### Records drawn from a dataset
================================

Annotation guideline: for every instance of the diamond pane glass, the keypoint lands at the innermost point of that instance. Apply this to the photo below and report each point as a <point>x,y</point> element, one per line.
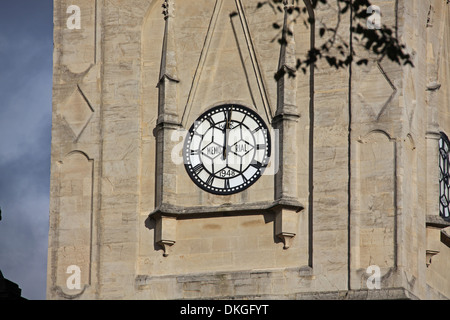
<point>444,146</point>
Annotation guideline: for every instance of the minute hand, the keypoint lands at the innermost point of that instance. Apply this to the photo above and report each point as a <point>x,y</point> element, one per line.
<point>227,130</point>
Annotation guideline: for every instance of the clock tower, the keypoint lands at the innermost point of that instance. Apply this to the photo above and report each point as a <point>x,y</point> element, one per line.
<point>191,159</point>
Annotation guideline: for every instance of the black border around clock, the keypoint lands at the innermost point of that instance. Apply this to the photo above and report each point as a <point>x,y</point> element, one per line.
<point>231,179</point>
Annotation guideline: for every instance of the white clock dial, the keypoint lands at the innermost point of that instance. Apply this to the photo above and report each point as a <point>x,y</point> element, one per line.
<point>227,149</point>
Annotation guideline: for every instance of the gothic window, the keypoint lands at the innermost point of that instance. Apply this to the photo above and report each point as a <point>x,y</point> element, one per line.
<point>444,199</point>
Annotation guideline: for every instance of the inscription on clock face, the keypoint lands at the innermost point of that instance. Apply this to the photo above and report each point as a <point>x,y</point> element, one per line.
<point>227,149</point>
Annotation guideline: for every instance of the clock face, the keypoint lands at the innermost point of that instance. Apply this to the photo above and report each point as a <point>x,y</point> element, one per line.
<point>227,149</point>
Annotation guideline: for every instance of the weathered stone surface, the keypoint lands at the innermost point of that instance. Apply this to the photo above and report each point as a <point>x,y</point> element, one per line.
<point>131,81</point>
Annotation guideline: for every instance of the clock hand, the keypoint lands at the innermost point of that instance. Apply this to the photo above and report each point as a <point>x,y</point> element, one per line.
<point>227,130</point>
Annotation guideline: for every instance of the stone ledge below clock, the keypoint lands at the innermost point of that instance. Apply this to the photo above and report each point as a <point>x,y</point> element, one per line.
<point>169,210</point>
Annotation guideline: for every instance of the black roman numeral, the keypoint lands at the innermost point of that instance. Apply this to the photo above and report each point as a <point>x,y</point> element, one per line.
<point>210,180</point>
<point>260,146</point>
<point>198,168</point>
<point>257,165</point>
<point>256,130</point>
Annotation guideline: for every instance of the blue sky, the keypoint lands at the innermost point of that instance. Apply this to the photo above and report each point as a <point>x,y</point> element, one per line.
<point>26,48</point>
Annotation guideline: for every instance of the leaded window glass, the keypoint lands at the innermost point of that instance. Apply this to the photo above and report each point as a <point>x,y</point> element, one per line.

================================

### Prompt
Each entry should be set down exactly, pictures excluded.

### Answer space
Annotation guideline: for every instance of the diamond pane glass, the keypoint lands at the innermost point of that instance. Apply this to the photo below and report each point as a <point>x,y</point> element, one per line.
<point>444,146</point>
Annotation guideline: for every instance of the minute hand, the keypoint lands at the innermost point of that instance. Apply this to the photo above and report each point as a <point>x,y</point> element, one per line.
<point>227,130</point>
Annotation guideline: for every instance of the clock tower, the keypoint lands at the innermost point of that instance. Apply this to the photo above and report each point as a <point>x,y</point> element, one per line.
<point>191,159</point>
Annotation guideline: for every instance of the black border around clock, the keypoint lands at the innermost point of that instance. Apply this to the photo above and report each point as a <point>x,y</point> element, one per line.
<point>231,179</point>
Annotation guideline: for every instance of the white clock dial, the keypoint lands at the innermost point of that instance. Apply this to the photo above and report each point as a <point>x,y</point> element, one per line.
<point>227,149</point>
Annotation guideline: for every instance of the gothic window, the keypoint lands at the innermost point of that instance. Apply this to the photo above and report each point as a <point>x,y</point> element, one per line.
<point>444,199</point>
Annotation guideline: for every instance of the inscription on clock face, the keypoint lands at the innermost point of that instance. Apply this to the photo above and report each point as a <point>x,y</point> element, one per line.
<point>227,149</point>
Annotation guideline: for every instance of the clock face, the keypoint lands at the innermost point of that instance. Apply this to the photo above and report each point as a <point>x,y</point> element, one per line.
<point>227,149</point>
Annotation guideline: for every instance of the weathered stone surface, the keypoint lands at the innermost point of that instance. Apply this to the photo above and report each point as a <point>x,y</point> element, one per line.
<point>131,81</point>
Annotation guideline: for every instance of the clock hand, the keypoint lands at the innermost point of that instance. Apply this to the photo above and report each point as a <point>x,y</point> element, one per line.
<point>227,130</point>
Annotation guideline: for every instance of the stone ledge below clock, the keypoint lands at the innermost point of that instance. Apply this to the photo above and report each point as a <point>x,y</point> element, one per line.
<point>169,210</point>
Annotation guideline: for every instance of the black roman numeral, the keypoint lands at the innermost point of that instance. Apply this to the photo above and report each point as a <point>x,y</point> element, one per line.
<point>210,180</point>
<point>260,146</point>
<point>198,168</point>
<point>257,165</point>
<point>256,130</point>
Annotation guideline: for every instance of the blue sky, the keypoint lands at the innermost point of that instance. Apply this to the photo above and report each point as a <point>x,y</point> element, one per line.
<point>26,48</point>
Annotation guideline: for every instance of the leaded window glass, the keypoint lands at the innermost point of that instance. Apply this to the photo above and report each point as a <point>x,y</point> element, one per line.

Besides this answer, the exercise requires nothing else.